# Text excerpt:
┄┄┄┄┄┄

This is a guest blog post written by Mark Brooks OBE, Chair of ManKind Initiative.

Every year, over 2,500 men contact us through the helpline we run and the latest Office for National Statistics figures show 800,000 men (and 1.6 million women) are victims of domestic abuse every year.

A terrible crime based on an incident or pattern of incidents of controlling, coercive or threatening behaviour, violence or abuse between those aged 16 or over who are or have been intimate partners or family members regardless of gender or sexuality. The Government are currently pushing a Domestic Abuse Bill through Parliament that will add to the powers needed to tackle this.

The charity has supported male victims since 2001 and one of the barriers they face in escaping a toxic relationship is they fear not being believed, not being taken seriously and do not know where to turn to. Nearly half of men who are victims of domestic abuse fail to tell anyone. Another barrier can be the lack of a positive response, understanding and professional curiosity from support services such as the police, the health service, housing, employers and the justice system. The situation is thankfully far better now than it used to be when the response was largely one of dismissiveness. Gender stereotypes meant that it was “not possible” for a man to be a victim of domestic abuse is now becoming a thing of the past.

┄┄┄┄┄┄

Referring expression pointing data
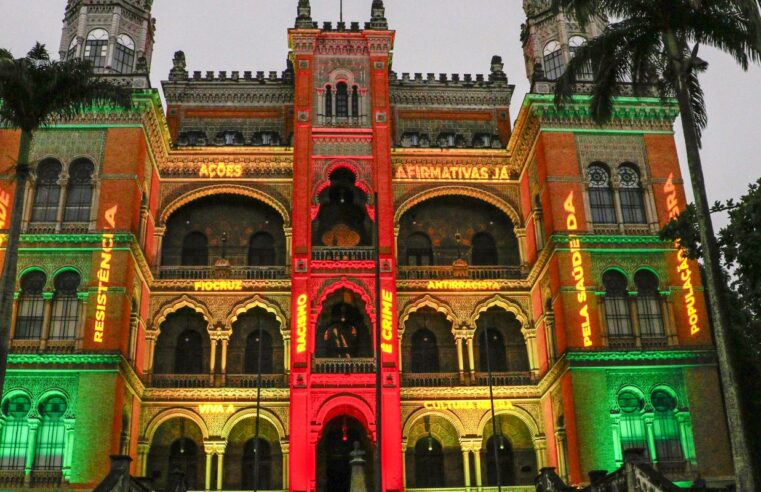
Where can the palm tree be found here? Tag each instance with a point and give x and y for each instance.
(34, 93)
(653, 44)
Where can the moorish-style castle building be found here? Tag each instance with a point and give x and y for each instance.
(171, 256)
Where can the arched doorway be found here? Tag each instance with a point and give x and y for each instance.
(334, 454)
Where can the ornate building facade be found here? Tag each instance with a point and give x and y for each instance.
(179, 265)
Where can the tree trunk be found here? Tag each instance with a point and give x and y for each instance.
(10, 261)
(714, 279)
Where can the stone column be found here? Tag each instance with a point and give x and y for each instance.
(466, 468)
(68, 447)
(634, 315)
(31, 446)
(650, 434)
(471, 358)
(540, 448)
(63, 183)
(143, 448)
(47, 313)
(284, 449)
(460, 361)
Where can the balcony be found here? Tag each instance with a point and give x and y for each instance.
(226, 272)
(218, 380)
(464, 272)
(363, 253)
(343, 366)
(431, 380)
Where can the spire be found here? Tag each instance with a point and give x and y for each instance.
(378, 20)
(304, 18)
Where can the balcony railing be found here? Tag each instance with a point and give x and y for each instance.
(231, 272)
(250, 380)
(181, 380)
(468, 272)
(362, 253)
(430, 380)
(505, 488)
(343, 366)
(505, 378)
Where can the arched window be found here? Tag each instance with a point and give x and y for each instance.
(188, 355)
(195, 250)
(72, 51)
(355, 101)
(183, 458)
(668, 446)
(553, 60)
(329, 101)
(617, 305)
(31, 306)
(484, 250)
(419, 250)
(506, 461)
(51, 436)
(649, 304)
(64, 321)
(252, 352)
(124, 54)
(261, 249)
(342, 100)
(425, 352)
(497, 358)
(47, 191)
(631, 194)
(263, 479)
(632, 427)
(429, 463)
(601, 194)
(574, 43)
(15, 434)
(96, 48)
(79, 192)
(517, 354)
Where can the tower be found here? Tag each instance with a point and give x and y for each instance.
(342, 161)
(117, 37)
(549, 39)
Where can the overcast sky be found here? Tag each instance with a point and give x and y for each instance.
(452, 36)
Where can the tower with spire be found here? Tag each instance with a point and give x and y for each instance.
(550, 37)
(117, 37)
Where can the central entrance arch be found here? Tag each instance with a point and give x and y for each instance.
(334, 454)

┄┄┄┄┄┄

# Assignment 1:
Repeat the blog post on male victims of domestic abuse word for word, from "Every year, over" up to and including "to tackle this.".
# Assignment 2:
Which support services does the blog post on male victims of domestic abuse name as sometimes failing to respond positively?

# Expected output 1:
Every year, over 2,500 men contact us through the helpline we run and the latest Office for National Statistics figures show 800,000 men (and 1.6 million women) are victims of domestic abuse every year.

A terrible crime based on an incident or pattern of incidents of controlling, coercive or threatening behaviour, violence or abuse between those aged 16 or over who are or have been intimate partners or family members regardless of gender or sexuality. The Government are currently pushing a Domestic Abuse Bill through Parliament that will add to the powers needed to tackle this.

# Expected output 2:
The police, the health service, housing, employers and the justice system.